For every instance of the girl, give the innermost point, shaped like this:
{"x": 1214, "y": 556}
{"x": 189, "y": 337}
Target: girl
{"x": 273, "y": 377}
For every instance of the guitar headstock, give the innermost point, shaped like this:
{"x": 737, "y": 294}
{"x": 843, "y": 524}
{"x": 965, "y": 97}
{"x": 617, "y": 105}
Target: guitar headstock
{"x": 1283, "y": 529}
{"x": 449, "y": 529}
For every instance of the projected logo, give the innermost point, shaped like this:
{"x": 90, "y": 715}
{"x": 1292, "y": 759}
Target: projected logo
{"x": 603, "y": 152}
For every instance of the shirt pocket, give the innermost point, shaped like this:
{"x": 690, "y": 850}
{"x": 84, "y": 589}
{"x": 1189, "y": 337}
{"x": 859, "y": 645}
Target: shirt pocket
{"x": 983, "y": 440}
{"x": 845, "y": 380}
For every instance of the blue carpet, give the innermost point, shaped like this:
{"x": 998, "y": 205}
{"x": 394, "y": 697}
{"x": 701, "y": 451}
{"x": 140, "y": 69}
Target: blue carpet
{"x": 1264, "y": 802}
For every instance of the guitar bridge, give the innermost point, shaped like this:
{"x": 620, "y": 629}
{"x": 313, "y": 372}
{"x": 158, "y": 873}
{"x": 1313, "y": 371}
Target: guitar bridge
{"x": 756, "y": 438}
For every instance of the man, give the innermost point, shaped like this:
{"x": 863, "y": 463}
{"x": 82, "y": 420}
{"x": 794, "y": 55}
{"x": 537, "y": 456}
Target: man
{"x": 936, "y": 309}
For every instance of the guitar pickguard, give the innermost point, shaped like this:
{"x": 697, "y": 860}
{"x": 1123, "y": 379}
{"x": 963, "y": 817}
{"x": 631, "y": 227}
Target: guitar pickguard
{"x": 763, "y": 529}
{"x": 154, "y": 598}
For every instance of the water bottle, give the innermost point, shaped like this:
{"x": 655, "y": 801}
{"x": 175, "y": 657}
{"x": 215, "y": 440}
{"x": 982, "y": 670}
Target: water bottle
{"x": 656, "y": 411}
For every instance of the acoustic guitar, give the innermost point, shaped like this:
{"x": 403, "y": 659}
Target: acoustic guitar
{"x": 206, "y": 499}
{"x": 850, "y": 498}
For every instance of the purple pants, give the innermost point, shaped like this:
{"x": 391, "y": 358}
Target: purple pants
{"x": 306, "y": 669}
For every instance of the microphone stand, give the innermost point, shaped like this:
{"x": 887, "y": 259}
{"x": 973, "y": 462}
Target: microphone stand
━━━━━━━━━━━━━━━━
What the exercise asks. Copy out each line exactly as written.

The completed task.
For every instance of the girl, give the innermost point, shaped like this:
{"x": 1214, "y": 556}
{"x": 189, "y": 337}
Target: girl
{"x": 273, "y": 377}
For every instance of the guitar headstock, give the innermost point, shaped like this:
{"x": 737, "y": 294}
{"x": 843, "y": 524}
{"x": 965, "y": 97}
{"x": 617, "y": 105}
Target: guitar headstock
{"x": 1283, "y": 529}
{"x": 449, "y": 529}
For every instance of the projected logo, give the innermost point, shaped like this:
{"x": 90, "y": 715}
{"x": 1292, "y": 759}
Target: projected logo
{"x": 603, "y": 152}
For every instance of the shirt pocket, give the innermost point, shaped like this:
{"x": 690, "y": 850}
{"x": 84, "y": 589}
{"x": 1189, "y": 337}
{"x": 859, "y": 645}
Target: shirt pocket
{"x": 983, "y": 440}
{"x": 845, "y": 380}
For every instance of the blue carpet, give the innermost point, shaped like this:
{"x": 998, "y": 205}
{"x": 394, "y": 697}
{"x": 701, "y": 451}
{"x": 140, "y": 69}
Target: blue carpet
{"x": 1264, "y": 802}
For every instance of the guitar bridge, give the innermost point, shaped like this:
{"x": 620, "y": 629}
{"x": 313, "y": 372}
{"x": 158, "y": 873}
{"x": 1313, "y": 371}
Target: guitar bridge
{"x": 756, "y": 438}
For every instance of the man, give the innermost point, shaped like this:
{"x": 863, "y": 463}
{"x": 82, "y": 420}
{"x": 794, "y": 55}
{"x": 537, "y": 456}
Target: man
{"x": 936, "y": 309}
For every instance of the guitar pickguard, give the innermost point, shaped like this:
{"x": 697, "y": 860}
{"x": 1123, "y": 379}
{"x": 963, "y": 817}
{"x": 631, "y": 227}
Target: guitar pickguard
{"x": 763, "y": 529}
{"x": 154, "y": 598}
For every instance of the water bottle, give the innermost point, shaped like this:
{"x": 655, "y": 801}
{"x": 175, "y": 657}
{"x": 215, "y": 440}
{"x": 982, "y": 670}
Target: water bottle
{"x": 656, "y": 411}
For every instance of the acoustic guitar, give the innermost point, shaped like this:
{"x": 403, "y": 659}
Target: acoustic guitar
{"x": 206, "y": 499}
{"x": 850, "y": 498}
For every instance of the purple pants, give the innermost point, shaped like this:
{"x": 391, "y": 358}
Target: purple pants
{"x": 306, "y": 669}
For every instance of the microphone stand, give the innermost point, shaped like this:
{"x": 887, "y": 259}
{"x": 973, "y": 462}
Target: microphone stand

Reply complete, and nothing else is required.